Object point labels:
--------

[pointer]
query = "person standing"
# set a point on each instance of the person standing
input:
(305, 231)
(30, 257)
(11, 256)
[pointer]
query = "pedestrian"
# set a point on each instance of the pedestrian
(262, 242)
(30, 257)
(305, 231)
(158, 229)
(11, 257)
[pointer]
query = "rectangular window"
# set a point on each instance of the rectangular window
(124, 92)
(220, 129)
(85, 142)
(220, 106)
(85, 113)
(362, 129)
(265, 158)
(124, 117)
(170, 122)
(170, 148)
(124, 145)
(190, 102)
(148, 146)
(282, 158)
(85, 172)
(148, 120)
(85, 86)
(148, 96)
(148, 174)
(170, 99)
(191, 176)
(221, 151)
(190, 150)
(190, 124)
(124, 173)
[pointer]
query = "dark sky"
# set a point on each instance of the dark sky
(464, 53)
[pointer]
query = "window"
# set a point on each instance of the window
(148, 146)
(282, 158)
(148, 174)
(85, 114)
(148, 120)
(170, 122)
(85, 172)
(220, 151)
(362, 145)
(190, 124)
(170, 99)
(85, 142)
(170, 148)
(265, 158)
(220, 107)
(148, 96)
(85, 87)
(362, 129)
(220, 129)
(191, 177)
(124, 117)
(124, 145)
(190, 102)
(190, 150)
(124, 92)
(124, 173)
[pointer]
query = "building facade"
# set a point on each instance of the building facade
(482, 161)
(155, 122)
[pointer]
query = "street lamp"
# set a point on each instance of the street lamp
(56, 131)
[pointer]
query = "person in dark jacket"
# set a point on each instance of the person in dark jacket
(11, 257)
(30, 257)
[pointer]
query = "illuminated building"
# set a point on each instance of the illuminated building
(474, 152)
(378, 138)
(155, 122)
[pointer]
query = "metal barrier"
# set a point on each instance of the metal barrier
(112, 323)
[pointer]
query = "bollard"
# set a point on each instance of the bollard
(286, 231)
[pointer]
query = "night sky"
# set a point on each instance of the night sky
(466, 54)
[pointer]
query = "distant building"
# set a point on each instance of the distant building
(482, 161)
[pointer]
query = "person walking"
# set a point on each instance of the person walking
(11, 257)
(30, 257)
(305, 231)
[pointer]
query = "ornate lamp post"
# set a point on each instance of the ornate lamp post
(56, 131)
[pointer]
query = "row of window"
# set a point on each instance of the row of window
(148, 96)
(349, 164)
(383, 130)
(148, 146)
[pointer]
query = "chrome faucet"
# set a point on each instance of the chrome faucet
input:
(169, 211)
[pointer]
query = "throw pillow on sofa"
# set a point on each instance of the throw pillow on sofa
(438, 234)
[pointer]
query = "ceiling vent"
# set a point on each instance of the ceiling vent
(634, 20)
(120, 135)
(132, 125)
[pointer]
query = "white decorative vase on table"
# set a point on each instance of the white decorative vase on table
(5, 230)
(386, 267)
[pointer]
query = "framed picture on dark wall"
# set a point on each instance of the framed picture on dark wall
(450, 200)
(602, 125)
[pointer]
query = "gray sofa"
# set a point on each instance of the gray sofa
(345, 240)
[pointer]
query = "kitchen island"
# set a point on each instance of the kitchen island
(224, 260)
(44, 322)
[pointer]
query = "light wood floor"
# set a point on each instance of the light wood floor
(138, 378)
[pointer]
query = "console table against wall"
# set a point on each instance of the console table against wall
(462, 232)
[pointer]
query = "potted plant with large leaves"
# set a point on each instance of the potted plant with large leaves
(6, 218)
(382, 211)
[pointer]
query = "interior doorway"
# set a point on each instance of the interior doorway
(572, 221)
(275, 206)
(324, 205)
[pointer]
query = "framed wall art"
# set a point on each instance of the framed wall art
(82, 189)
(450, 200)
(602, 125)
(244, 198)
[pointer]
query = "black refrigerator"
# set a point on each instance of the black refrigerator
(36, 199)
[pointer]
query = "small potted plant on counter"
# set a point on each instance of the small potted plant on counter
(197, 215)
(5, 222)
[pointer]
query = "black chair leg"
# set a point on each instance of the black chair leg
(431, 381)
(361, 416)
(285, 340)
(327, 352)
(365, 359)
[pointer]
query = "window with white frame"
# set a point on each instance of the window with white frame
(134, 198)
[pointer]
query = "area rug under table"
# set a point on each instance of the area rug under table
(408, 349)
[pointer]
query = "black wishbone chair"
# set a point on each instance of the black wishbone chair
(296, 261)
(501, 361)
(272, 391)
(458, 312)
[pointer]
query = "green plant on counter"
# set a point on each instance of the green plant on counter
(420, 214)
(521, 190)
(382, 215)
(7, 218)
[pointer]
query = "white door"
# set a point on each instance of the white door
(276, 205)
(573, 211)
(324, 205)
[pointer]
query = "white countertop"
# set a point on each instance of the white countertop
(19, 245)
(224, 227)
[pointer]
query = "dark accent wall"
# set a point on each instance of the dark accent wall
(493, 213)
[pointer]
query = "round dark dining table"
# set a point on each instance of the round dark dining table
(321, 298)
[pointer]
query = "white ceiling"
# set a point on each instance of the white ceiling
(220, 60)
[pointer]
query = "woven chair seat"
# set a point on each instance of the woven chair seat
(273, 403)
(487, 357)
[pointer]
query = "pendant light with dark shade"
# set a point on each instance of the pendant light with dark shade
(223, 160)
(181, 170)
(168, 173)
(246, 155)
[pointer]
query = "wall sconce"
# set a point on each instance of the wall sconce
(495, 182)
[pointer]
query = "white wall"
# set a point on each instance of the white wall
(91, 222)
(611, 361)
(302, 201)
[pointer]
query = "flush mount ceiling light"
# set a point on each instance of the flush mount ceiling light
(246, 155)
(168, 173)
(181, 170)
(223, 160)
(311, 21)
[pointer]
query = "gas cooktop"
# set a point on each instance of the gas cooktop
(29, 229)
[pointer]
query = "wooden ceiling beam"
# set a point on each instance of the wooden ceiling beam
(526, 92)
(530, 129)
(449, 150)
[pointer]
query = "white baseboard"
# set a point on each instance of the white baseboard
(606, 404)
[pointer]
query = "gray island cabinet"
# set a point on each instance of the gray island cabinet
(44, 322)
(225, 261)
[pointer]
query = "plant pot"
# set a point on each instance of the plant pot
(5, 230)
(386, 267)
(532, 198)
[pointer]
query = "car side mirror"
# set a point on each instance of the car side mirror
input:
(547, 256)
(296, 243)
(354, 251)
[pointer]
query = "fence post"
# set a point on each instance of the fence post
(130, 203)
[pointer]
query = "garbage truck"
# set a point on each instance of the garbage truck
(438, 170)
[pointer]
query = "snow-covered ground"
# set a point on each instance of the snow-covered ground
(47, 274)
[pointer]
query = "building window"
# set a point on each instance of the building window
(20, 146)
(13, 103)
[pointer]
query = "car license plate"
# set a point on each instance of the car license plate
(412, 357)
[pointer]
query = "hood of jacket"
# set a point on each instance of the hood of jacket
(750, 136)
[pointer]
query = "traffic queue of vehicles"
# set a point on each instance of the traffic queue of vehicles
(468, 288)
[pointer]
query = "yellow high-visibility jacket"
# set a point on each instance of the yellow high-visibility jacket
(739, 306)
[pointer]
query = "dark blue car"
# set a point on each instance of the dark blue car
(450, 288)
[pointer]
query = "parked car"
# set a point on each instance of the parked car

--------

> _Aim_
Quote all the records. Keep every word exact.

> _Task output_
[pointer]
query = "person standing"
# set a point on each instance of the person standing
input:
(305, 231)
(30, 257)
(11, 256)
[pointer]
query = "pedestrian"
# set a point on each instance of the pedestrian
(262, 242)
(30, 257)
(305, 231)
(158, 229)
(11, 257)
[pointer]
query = "rectangular window"
# set a point on each instance of the rectangular window
(124, 92)
(220, 129)
(85, 142)
(220, 106)
(85, 113)
(362, 129)
(265, 158)
(124, 117)
(170, 122)
(170, 148)
(124, 145)
(190, 102)
(148, 146)
(282, 158)
(85, 172)
(148, 120)
(85, 86)
(148, 96)
(148, 174)
(170, 99)
(191, 176)
(221, 151)
(190, 150)
(190, 124)
(124, 173)
[pointer]
query = "dark sky"
# set a point on each instance of the dark sky
(464, 53)
[pointer]
query = "window"
# set a point on each instance of the window
(148, 146)
(282, 158)
(148, 174)
(85, 114)
(148, 120)
(170, 122)
(85, 172)
(220, 151)
(362, 145)
(190, 124)
(170, 99)
(85, 142)
(170, 148)
(265, 158)
(220, 107)
(148, 96)
(85, 87)
(362, 129)
(220, 129)
(191, 177)
(124, 117)
(124, 145)
(190, 102)
(190, 150)
(124, 92)
(124, 173)
[pointer]
query = "building facade"
# set a point on each instance of the building facade
(482, 161)
(155, 122)
[pointer]
query = "street lamp"
# set a point on each instance of the street lamp
(56, 131)
[pointer]
query = "person in dark jacket"
# set a point on each instance of the person in dark jacket
(11, 257)
(30, 257)
[pointer]
query = "illuminated building"
# set a point on each instance of the illuminated building
(474, 152)
(378, 138)
(155, 122)
[pointer]
query = "metal barrier"
# set a point on each instance of the metal barrier
(112, 323)
[pointer]
query = "bollard"
# set a point on each instance of the bollard
(286, 231)
[pointer]
query = "night sky"
# set a point on each instance of the night sky
(466, 54)
[pointer]
query = "distant building"
# set a point on each instance of the distant building
(482, 161)
[pointer]
query = "person walking"
# set a point on each instance of the person walking
(11, 257)
(30, 257)
(305, 231)
[pointer]
query = "ornate lamp post"
# set a point on each instance of the ornate lamp post
(56, 131)
[pointer]
query = "row of window"
# set a point on each instance of the row of window
(148, 96)
(349, 164)
(383, 130)
(148, 146)
[pointer]
query = "chrome faucet"
# set a point on each instance of the chrome faucet
input:
(169, 211)
[pointer]
query = "throw pillow on sofa"
# set a point on each instance of the throw pillow on sofa
(438, 234)
[pointer]
query = "ceiling vent"
# set a point on each instance of the ceiling vent
(634, 20)
(120, 135)
(132, 125)
[pointer]
query = "white decorative vase on table"
# set a point on each instance of the white decorative vase on table
(5, 230)
(386, 267)
[pointer]
query = "framed picture on dark wall"
# set a point on each instance of the framed picture on dark wall
(450, 200)
(602, 125)
[pointer]
query = "gray sofa"
# set a point on each instance of the gray sofa
(345, 240)
[pointer]
query = "kitchen island"
# set a point on each instance of the kitchen island
(224, 260)
(44, 322)
[pointer]
query = "light wood floor"
# set a point on each instance of the light wood floor
(138, 378)
[pointer]
query = "console table against wall"
# set a point on each instance of the console table against wall
(462, 232)
[pointer]
query = "potted plant with large leaves"
# set a point on each instance of the potted plant with large leaves
(6, 218)
(382, 211)
[pointer]
query = "interior doorway"
# set a point on each instance of the interior doorway
(572, 221)
(275, 206)
(324, 205)
[pointer]
query = "framed wall art"
# set a point on each instance of the framed wall art
(82, 189)
(450, 200)
(602, 125)
(244, 198)
[pointer]
query = "black refrigerator"
# set a point on each instance of the black refrigerator
(36, 199)
[pointer]
query = "small potted plant on counter"
# set a point on each instance of the small potted plant on counter
(197, 215)
(5, 222)
[pointer]
query = "black chair leg"
# set a point on each instance of the black chair leg
(431, 381)
(361, 416)
(285, 340)
(327, 352)
(365, 359)
[pointer]
query = "window with white frame"
# set a point on each instance of the window with white frame
(134, 198)
[pointer]
query = "area rug under table"
# set a point on each instance of the area rug under table
(408, 349)
[pointer]
query = "black wishbone chair"
# set a point on each instance of the black wishbone chair
(296, 261)
(501, 361)
(272, 391)
(458, 312)
[pointer]
query = "green plant on counter"
# set a point on each instance of the green plant on counter
(420, 214)
(521, 190)
(382, 215)
(7, 218)
[pointer]
query = "white door"
# set a point on each instance of the white door
(276, 205)
(573, 211)
(324, 205)
[pointer]
query = "white countertop"
# set a point on each instance of the white countertop
(19, 245)
(224, 227)
[pointer]
query = "dark accent wall"
# set a point on each instance of the dark accent wall
(493, 213)
[pointer]
query = "round dark dining table"
# set a point on each instance of the round dark dining table
(321, 298)
[pointer]
query = "white ceiling"
# set a point on each instance of the white ceiling
(220, 60)
[pointer]
query = "woven chair seat"
# set a point on each instance of the woven chair seat
(273, 403)
(487, 357)
[pointer]
query = "pendant light with dark shade"
# set a point on each instance of the pendant light with dark shade
(223, 160)
(181, 170)
(168, 173)
(246, 155)
[pointer]
query = "wall sconce"
# set a point on each instance of the wall sconce
(495, 182)
[pointer]
query = "white wall"
# set a point on each instance of the white wall
(91, 222)
(611, 361)
(302, 201)
[pointer]
query = "flush mount ceiling light"
# set a point on each instance of the flush mount ceiling light
(246, 155)
(168, 173)
(181, 170)
(223, 160)
(311, 21)
[pointer]
query = "gas cooktop"
# set a point on each instance of the gas cooktop
(29, 229)
[pointer]
query = "wooden ceiling beam"
# set a point on each instance of the wooden ceiling beam
(526, 92)
(530, 129)
(449, 150)
[pointer]
query = "white baseboard"
# set a point on each instance of the white baseboard
(606, 404)
[pointer]
query = "gray island cabinet"
# set a point on each instance of the gray island cabinet
(44, 322)
(225, 261)
[pointer]
query = "plant pot"
# set a point on each instance of the plant pot
(5, 230)
(386, 267)
(532, 198)
[pointer]
query = "car side mirror"
# set a point on each instance of the car side mirror
input:
(547, 256)
(296, 243)
(354, 251)
[pointer]
query = "fence post"
# set a point on each instance of the fence post
(130, 203)
[pointer]
query = "garbage truck"
# set a point on each instance of the garbage truck
(438, 170)
[pointer]
query = "snow-covered ground"
# set a point on each instance of the snow-covered ground
(47, 274)
[pointer]
query = "building window"
# set a point on each instance of the building window
(20, 146)
(13, 103)
[pointer]
query = "car license plate"
# set a point on each instance of the car license plate
(412, 357)
[pointer]
query = "hood of jacket"
# set a point on each instance of the hood of jacket
(750, 136)
[pointer]
query = "traffic queue of vehicles"
# set a point on each instance of the traffic queue of vehicles
(468, 288)
[pointer]
query = "yellow high-visibility jacket"
# set a point on each instance of the yellow high-visibility jacket
(739, 306)
[pointer]
query = "dark blue car"
# set a point on each instance of the dark blue car
(450, 288)
[pointer]
query = "parked car"
# set a point on each instance of the parked car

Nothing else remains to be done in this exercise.